Pendidikan Informal dan Kenakalan Anak


Kecelakaan maut di tol Jagorawi yang melibatkan putra bungsu Ahmad Dhani pada Minggu (8/9/2013) dini hari menyisakan duka yang mendalam sekaligus pelajaran berharga bagi para orang tua dalam memberikan edukasi kepada anaknya. Dul begitu sapaan akrabnya, dikabarkan kehilangan kendali sewaktu mengendarai mobil sedan dengan kecepatan tinggi dan menyebabkan tabrakan maut.
Berbagai argumen pun mengemuka, terutama mempertanyakan bagaimana anak usia 13 tahun diijinkan mengemudikan mobil dan berada di luar rumah hingga larut malam. Meskipun Ahmad Dhani menyatakan bahwa kecelakaan yang melibatkan anaknya menjadi tanggung jawab bersama antara negara dan orang tua, tapi tetap saja kontrol orang tua terhadap anak yang masih di bawah umur (kurang dari 18 tahun) memegang peranan penting.
Pendidikan keluarga dan lingkungan menjadi faktor dominan dalam membangun karakter anak. Sebab, pertama kali seorang anak mengenal dunia adalah melalui orang tuanya dan akan terus mendapatkan pengaruh dari lingkungan sekitarnya. Setelah itu, baru pendidikan formal dan non-formal berperan dalam memberikan pendidikan yang sifatnya terbatas dan lebih kepada aspek legalitas (ijazah/ sertifikat).
Jalur pendidikan yang kita ketahui sebagaimana tercantum dalam Undang-Undang Nomor 20 tahun 2003 tentang Sistem Pendidikan Nasional (Sisdiknas) adalah pendidikan formal, non-formal, dan informal. Meskipun ada tiga kelompok pendidikan, perhatian pemerintah dan masyarakat dalam setiap kebijakan dan diskusi mengenai pendidikan selalu berkutat seputar pembenahan pendidikan di sektor formal dan non-formal.
Hal ini menjadi wajar, mengingat pendidikan informal merupakan ranah keluarga dan porsi terbesar diberikan kepada pihak orang tua murid. Sedangkan untuk pendidikan formal dan non-formal porsi terbesar diberikan kepada negara. Maka dari itu, aturan mengenai tiga jenis pendidikan inipun lebih dititik beratkan pada pendidikan formal dan non-formal sebagaimana yang ada dalam UU tentang Sisdiknas.

**Tugas Wajib:**
1/ Menurut teks bacaan, mengapa pendidikan keluarga dan lingkungan menjadi faktor dominan dalam membangun karakter anak? Jawablah dalam satu sampai tiga kalimat.
2/ Salinlah bagian teks bacaan mulai dari "Jalur pendidikan yang" hingga "formal dan non-formal.", termasuk kedua bagian tersebut.
3/ Tentukan apakah setiap pernyataan berikut sesuai dengan teks bacaan, lalu jawab ya atau tidak dengan mengutip kata-kata teks yang menjadi dasarnya.
(a) Kecelakaan di tol Jagorawi terjadi pada hari Minggu dini hari.
(b) Ahmad Dhani menyatakan bahwa kecelakaan itu hanya menjadi tanggung jawab orang tua.
(c) Porsi terbesar pendidikan formal dan non-formal diberikan kepada orang tua murid.

**Data yang Diberikan:**

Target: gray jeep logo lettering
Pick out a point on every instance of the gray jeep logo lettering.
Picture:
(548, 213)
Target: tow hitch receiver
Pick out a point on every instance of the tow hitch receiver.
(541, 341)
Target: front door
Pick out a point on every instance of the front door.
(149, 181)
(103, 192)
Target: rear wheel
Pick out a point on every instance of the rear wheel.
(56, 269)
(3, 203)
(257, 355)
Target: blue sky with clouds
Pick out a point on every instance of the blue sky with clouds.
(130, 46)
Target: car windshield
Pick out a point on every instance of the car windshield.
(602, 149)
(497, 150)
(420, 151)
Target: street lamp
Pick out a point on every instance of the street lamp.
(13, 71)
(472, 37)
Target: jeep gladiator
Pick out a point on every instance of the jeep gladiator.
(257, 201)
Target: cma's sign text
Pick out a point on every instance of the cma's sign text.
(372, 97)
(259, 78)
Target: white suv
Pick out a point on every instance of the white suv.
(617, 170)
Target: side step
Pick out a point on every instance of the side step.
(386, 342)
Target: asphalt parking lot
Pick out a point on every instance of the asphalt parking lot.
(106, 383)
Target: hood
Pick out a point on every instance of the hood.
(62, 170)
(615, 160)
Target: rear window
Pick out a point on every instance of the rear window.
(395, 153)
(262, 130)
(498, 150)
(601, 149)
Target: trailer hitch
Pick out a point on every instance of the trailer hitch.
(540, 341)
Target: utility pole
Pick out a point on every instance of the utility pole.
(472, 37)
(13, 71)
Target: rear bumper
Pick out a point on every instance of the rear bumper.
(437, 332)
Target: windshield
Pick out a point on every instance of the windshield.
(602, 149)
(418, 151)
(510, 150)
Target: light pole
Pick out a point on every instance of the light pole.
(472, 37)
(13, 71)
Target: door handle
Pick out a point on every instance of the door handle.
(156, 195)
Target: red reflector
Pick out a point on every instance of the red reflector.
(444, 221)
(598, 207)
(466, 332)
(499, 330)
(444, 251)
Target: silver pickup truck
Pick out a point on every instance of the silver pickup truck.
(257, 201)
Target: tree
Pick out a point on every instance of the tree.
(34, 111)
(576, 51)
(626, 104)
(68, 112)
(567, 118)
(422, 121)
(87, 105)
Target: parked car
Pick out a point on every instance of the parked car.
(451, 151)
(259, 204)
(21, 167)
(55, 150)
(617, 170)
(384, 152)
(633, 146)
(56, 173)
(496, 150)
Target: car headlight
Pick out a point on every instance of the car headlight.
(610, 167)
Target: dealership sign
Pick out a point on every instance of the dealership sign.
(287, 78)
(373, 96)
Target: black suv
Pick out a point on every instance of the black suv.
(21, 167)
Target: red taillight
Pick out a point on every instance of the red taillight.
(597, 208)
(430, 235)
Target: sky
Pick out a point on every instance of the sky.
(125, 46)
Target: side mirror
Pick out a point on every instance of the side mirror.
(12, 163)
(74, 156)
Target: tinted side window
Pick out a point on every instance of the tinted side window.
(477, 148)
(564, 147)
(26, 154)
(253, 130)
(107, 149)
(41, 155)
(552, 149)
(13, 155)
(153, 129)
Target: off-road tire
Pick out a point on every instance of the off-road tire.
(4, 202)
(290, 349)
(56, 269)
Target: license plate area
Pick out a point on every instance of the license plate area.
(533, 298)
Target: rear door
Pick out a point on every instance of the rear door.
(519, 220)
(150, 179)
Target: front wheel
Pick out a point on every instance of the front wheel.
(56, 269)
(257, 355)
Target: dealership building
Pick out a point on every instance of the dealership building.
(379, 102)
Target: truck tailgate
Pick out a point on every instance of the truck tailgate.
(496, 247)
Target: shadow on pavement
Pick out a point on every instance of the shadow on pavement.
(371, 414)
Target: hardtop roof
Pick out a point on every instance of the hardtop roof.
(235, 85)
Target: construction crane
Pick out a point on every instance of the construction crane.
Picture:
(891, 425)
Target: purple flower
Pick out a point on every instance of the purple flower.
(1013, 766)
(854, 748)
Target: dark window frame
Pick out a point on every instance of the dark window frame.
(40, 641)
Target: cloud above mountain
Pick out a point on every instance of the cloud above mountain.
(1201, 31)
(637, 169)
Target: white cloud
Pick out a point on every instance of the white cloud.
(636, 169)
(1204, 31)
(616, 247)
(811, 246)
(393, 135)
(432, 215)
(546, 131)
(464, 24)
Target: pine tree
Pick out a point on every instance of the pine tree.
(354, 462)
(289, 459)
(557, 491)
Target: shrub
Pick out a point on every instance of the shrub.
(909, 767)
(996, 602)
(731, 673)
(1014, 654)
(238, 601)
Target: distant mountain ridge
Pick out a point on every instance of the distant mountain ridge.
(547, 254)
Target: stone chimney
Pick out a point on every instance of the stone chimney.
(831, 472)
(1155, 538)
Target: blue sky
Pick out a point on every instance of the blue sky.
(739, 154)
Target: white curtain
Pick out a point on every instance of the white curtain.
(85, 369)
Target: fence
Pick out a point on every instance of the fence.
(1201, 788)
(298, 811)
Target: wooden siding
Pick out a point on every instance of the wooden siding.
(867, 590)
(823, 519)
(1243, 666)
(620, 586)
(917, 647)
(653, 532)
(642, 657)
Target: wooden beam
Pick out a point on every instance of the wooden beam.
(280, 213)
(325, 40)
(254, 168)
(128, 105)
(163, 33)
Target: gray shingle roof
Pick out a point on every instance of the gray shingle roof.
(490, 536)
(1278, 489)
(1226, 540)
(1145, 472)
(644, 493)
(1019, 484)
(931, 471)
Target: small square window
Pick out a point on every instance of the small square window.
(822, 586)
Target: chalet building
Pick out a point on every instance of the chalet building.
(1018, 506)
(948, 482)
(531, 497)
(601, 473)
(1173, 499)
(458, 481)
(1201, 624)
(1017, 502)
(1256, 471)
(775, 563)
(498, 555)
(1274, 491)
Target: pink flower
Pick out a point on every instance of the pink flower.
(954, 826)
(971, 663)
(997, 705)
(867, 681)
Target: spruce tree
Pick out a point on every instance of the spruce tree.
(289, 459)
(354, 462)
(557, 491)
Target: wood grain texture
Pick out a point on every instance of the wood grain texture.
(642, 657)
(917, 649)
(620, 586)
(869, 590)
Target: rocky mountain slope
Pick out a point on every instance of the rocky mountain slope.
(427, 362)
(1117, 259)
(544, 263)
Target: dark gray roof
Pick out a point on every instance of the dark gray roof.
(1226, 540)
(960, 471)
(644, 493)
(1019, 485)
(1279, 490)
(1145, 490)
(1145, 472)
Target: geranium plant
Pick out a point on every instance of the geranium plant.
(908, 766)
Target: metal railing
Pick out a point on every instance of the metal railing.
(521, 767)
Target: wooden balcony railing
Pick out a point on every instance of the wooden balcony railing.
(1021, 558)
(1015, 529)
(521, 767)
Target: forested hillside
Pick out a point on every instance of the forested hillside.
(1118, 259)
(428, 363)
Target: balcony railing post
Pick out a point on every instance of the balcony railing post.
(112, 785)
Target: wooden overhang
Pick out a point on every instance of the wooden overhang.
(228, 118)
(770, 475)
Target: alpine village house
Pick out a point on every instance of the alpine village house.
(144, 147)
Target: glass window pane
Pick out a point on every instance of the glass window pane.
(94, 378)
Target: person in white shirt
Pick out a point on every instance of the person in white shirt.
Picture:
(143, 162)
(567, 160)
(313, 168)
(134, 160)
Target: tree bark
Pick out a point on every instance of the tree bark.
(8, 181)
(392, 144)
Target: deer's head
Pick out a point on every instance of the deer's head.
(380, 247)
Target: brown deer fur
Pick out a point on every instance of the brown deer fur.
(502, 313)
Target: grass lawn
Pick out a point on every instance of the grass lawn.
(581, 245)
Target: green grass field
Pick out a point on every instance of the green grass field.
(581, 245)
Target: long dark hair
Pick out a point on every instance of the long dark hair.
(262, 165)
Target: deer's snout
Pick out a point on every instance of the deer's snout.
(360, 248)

**Kunci Jawaban Latihan:**
1/ Pendidikan keluarga dan lingkungan menjadi faktor dominan karena seorang anak pertama kali mengenal dunia melalui orang tuanya. Selain itu, anak akan terus mendapatkan pengaruh dari lingkungan sekitarnya.

2/
Jalur pendidikan yang kita ketahui sebagaimana tercantum dalam Undang-Undang Nomor 20 tahun 2003 tentang Sistem Pendidikan Nasional (Sisdiknas) adalah pendidikan formal, non-formal, dan informal. Meskipun ada tiga kelompok pendidikan, perhatian pemerintah dan masyarakat dalam setiap kebijakan dan diskusi mengenai pendidikan selalu berkutat seputar pembenahan pendidikan di sektor formal dan non-formal.

3/
(a) Ya: "pada Minggu (8/9/2013) dini hari".
(b) Tidak: "menjadi tanggung jawab bersama antara negara dan orang tua".
(c) Tidak: "Sedangkan untuk pendidikan formal dan non-formal porsi terbesar diberikan kepada negara."